» **PROBLEM STATEMENT**: Of the entries below, return only those lines from the line with "Concept: orange tablecloth" to the line with "Concept: metal pole", exactly, both included.

(DATASET ENTRIES begins)

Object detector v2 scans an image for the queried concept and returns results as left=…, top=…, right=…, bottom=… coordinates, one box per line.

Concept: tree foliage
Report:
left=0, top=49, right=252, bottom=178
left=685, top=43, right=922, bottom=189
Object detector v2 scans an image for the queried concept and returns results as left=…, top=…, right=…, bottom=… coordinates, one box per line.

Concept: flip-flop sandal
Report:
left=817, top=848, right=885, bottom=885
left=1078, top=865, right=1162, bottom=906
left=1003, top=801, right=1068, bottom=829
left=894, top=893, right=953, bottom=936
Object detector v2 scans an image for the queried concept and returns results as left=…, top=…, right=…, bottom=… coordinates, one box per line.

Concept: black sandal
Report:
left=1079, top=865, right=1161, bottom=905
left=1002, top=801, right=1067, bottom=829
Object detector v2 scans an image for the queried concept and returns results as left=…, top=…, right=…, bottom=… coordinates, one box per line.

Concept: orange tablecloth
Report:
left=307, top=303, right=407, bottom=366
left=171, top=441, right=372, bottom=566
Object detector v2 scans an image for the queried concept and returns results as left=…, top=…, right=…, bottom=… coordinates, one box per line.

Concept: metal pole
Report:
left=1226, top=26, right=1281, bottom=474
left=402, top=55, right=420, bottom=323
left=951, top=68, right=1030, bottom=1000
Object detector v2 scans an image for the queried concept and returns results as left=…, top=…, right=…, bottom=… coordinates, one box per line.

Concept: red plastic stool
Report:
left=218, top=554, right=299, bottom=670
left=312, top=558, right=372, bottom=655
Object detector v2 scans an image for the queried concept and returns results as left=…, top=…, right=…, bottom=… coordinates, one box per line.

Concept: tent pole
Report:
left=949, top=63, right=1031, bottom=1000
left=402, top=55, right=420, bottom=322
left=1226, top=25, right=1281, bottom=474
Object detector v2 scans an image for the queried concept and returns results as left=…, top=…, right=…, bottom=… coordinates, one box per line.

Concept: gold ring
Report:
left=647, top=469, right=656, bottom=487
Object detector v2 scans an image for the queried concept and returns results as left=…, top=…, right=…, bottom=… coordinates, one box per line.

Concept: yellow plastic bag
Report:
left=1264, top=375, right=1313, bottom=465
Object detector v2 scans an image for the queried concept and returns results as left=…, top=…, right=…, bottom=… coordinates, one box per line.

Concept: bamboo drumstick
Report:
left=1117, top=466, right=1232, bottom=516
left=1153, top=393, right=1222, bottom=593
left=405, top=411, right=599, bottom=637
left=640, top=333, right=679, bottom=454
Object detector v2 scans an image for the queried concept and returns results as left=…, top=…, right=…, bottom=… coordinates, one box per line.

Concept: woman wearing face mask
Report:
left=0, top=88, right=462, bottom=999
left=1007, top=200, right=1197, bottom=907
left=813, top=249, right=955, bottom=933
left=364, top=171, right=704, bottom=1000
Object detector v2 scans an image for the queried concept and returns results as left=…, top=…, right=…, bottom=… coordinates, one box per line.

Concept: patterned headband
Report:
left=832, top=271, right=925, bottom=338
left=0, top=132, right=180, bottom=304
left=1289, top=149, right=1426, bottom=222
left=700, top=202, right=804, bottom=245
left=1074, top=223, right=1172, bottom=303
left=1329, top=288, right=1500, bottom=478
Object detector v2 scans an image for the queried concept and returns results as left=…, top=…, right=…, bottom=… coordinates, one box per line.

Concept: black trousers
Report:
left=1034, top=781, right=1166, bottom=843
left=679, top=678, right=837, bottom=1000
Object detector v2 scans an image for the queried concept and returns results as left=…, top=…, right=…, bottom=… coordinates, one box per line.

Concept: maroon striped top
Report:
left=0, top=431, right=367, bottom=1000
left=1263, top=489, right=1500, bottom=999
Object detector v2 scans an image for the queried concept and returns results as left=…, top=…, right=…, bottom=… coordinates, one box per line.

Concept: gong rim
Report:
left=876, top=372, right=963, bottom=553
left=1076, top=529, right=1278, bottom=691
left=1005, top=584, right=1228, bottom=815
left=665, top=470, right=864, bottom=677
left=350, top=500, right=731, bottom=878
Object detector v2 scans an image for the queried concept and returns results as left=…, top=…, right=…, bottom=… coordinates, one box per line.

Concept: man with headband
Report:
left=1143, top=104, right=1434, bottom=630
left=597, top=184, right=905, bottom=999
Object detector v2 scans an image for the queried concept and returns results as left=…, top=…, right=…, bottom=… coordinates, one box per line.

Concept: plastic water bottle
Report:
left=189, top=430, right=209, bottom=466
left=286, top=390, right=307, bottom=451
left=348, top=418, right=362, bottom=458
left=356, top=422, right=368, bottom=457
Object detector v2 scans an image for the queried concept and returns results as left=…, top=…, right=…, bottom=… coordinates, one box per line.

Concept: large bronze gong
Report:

(DATASET ENTRIES ends)

» **EXERCISE RESULT**:
Concept: orange tablecloth
Report:
left=307, top=303, right=407, bottom=366
left=171, top=441, right=372, bottom=566
Object detector v2 scans an image for the queried concept and returns results as left=…, top=…, right=…, bottom=… coordinates, one box per line.

Concept: metal pole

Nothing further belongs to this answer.